Storing triple data: overview
This has come up in a couple of recent issues: #156 and djangoldp-account#72
The issue is a work-in-progress, but please feel free to chime in with any research
Why NoSQL?
I think it'd be very challenging to efficiently model the kind of "infinite variety of fields" (the Open World Assumption) of RDF in an SQL storage. This is useful for standards compliance and for making applications interoperable with third parties
TODO: comparison of triplestore with other NoSQL options
Why SQL?
- Obviously because it's widely used and already supported in Django, it was the default option
- Using RDF views on relational data enables you to integrate data available from different sources
- Users with existing SQL databases and SQL logic
- anything else?
Apache Jena SDB
Apache Jena used to provide an SQL-backed SDB, but they recently discontinued this effort. This thread explains why they discontinued it
Their models were created using RDF, but actually stored as RDF using a custom database schema. It wasn't a general SQL-to-RDF mapping layer like DjangoLDP
Apache Jena TDB
They provide a Triplestore-backed database system which is largely discussed as being fast, but I haven't seen any benchmark comparisons. Extending Django with a new Triplestore Database provider is possible, and it wouldn't necessarily mean that users can't use SQL-backed databases as well or instead
How would we do it?

━━━━━━━━━━━━━━━━━━━━━━━━━━━━━━

### What you are asked to do
Answer these questions from the overview on storing triple data:
1. Which two issues does it cite as places where the topic recently came up?
2. What SQL-backed system did Apache Jena discontinue?
3. What is Apache Jena TDB largely discussed as being?
The rows after this point come from a separate source.

### Stored records
━━━━━━━━━━━━━━━━━━━━━━━━━━━━━━

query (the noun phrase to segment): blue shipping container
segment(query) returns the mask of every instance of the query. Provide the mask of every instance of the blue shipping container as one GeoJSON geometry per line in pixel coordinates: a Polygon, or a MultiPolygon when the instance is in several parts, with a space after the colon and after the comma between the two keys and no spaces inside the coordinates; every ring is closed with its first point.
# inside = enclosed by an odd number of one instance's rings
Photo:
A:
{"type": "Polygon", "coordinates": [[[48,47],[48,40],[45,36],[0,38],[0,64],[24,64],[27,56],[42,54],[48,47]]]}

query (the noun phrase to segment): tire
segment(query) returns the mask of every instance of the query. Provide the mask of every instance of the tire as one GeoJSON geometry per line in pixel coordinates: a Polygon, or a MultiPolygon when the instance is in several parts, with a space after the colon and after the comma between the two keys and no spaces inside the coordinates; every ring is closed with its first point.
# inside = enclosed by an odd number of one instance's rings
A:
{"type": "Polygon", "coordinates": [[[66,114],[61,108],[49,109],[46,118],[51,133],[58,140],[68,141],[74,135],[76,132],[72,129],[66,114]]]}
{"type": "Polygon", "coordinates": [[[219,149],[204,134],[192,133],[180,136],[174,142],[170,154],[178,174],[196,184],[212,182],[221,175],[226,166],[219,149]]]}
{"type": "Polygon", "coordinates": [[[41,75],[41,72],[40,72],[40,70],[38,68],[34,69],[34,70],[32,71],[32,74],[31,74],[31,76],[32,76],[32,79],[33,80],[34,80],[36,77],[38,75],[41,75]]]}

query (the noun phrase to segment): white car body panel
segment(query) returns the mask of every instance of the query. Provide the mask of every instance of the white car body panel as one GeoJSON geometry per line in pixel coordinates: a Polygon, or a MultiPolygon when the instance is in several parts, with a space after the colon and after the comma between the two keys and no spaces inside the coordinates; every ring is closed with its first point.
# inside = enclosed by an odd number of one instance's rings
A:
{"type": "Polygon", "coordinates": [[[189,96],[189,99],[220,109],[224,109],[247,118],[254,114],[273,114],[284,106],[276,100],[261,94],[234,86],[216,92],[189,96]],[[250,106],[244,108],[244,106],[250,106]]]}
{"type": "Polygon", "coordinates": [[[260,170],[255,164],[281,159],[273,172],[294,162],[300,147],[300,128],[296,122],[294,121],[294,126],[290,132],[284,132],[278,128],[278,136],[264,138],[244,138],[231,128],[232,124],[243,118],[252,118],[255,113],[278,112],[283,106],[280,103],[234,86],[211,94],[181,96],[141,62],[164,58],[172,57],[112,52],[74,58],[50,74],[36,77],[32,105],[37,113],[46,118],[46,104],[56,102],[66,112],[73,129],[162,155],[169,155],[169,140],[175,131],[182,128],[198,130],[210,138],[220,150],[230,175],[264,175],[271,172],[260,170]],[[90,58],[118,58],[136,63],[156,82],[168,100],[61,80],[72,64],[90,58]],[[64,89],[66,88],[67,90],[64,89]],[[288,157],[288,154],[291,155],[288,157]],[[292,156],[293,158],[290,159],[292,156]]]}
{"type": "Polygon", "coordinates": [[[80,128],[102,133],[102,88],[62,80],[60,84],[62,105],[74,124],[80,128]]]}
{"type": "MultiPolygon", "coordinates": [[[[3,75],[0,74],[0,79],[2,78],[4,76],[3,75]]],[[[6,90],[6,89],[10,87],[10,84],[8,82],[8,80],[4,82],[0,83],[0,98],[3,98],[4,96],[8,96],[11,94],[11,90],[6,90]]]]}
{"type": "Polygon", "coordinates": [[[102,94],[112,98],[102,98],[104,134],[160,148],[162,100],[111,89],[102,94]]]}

━━━━━━━━━━━━━━━━━━━━━━━━━━━━━━

### Correct answer
1. #156 and djangoldp-account#72
2. SDB
3. Fast